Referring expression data
# # # # # # #

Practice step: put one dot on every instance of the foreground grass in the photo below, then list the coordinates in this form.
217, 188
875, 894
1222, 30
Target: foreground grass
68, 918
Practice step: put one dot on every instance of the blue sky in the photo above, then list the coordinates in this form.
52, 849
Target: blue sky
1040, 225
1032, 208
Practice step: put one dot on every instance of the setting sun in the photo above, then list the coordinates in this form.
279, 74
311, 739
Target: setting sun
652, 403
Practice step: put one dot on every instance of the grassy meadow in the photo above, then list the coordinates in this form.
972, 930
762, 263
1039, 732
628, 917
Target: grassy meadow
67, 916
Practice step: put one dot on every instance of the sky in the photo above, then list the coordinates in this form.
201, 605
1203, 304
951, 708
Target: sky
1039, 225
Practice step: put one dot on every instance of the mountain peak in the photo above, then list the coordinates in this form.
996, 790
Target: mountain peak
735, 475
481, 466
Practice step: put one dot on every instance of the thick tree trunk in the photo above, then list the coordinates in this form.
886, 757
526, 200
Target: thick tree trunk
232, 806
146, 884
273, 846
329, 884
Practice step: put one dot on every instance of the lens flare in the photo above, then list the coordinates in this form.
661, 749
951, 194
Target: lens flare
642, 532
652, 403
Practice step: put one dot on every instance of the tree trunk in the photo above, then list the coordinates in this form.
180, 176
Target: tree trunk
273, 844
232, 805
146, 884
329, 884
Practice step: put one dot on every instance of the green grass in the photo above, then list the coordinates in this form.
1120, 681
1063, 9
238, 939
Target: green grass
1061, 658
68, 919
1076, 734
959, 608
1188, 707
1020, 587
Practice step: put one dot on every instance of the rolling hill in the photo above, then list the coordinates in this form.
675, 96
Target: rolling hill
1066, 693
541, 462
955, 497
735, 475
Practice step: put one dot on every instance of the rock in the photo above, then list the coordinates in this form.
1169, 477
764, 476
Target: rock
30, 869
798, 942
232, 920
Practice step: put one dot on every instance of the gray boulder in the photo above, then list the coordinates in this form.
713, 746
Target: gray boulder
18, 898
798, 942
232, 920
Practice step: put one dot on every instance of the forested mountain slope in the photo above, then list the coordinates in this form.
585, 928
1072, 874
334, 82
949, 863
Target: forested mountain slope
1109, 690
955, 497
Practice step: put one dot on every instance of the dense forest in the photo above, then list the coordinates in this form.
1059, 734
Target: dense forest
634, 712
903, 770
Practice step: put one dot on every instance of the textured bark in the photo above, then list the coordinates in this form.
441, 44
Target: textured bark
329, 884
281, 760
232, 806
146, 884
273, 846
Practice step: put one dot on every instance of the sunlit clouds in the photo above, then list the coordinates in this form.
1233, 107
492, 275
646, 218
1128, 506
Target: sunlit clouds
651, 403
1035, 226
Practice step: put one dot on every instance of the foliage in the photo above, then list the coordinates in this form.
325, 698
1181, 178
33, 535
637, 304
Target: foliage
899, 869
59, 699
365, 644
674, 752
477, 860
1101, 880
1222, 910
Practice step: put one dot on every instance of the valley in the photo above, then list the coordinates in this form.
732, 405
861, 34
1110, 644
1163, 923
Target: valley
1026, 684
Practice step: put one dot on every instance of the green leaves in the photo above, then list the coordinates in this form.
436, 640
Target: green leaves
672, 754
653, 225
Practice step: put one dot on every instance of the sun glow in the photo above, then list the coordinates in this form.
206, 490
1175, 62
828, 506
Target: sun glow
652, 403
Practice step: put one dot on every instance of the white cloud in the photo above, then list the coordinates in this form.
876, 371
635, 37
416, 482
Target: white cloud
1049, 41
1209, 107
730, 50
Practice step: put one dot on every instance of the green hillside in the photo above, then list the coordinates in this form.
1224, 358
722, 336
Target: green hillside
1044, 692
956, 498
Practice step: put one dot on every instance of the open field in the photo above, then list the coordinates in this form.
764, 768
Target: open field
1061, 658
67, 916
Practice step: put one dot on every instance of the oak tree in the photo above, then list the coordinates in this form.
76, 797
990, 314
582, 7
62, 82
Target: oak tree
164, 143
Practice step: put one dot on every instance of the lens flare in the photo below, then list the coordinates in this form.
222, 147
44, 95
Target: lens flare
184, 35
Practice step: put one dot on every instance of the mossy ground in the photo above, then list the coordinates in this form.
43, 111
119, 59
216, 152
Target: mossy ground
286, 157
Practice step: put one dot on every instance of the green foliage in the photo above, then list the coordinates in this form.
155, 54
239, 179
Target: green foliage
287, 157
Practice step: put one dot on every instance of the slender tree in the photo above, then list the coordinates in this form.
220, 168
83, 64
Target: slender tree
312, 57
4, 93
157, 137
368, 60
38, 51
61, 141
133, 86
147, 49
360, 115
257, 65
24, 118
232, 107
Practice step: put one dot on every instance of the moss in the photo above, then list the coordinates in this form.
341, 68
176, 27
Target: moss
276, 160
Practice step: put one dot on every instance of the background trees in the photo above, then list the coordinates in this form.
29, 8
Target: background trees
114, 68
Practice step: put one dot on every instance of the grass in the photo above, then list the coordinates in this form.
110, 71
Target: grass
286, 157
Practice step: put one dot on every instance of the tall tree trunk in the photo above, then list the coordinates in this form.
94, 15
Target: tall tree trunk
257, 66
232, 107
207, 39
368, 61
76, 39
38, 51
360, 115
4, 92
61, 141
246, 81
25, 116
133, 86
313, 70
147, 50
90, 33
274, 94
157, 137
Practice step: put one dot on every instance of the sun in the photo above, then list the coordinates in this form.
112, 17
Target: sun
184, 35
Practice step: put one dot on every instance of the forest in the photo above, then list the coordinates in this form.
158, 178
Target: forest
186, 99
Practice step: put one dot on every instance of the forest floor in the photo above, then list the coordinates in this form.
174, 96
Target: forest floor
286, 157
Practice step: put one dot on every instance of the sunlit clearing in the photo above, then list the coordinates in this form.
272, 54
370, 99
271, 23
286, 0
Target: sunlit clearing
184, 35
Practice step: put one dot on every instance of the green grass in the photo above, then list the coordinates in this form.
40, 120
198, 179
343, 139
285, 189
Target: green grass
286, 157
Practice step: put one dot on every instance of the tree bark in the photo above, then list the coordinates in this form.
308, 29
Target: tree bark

# # # # # # #

Go through the records above and copy each line where "below" is found.

Practice step: put one dot on every instance of the foreground grass in the photo below, then list the coordinates in this form.
Practice step: put one dot on every instance of the lens flare in the photo below, then list the coordinates in this form.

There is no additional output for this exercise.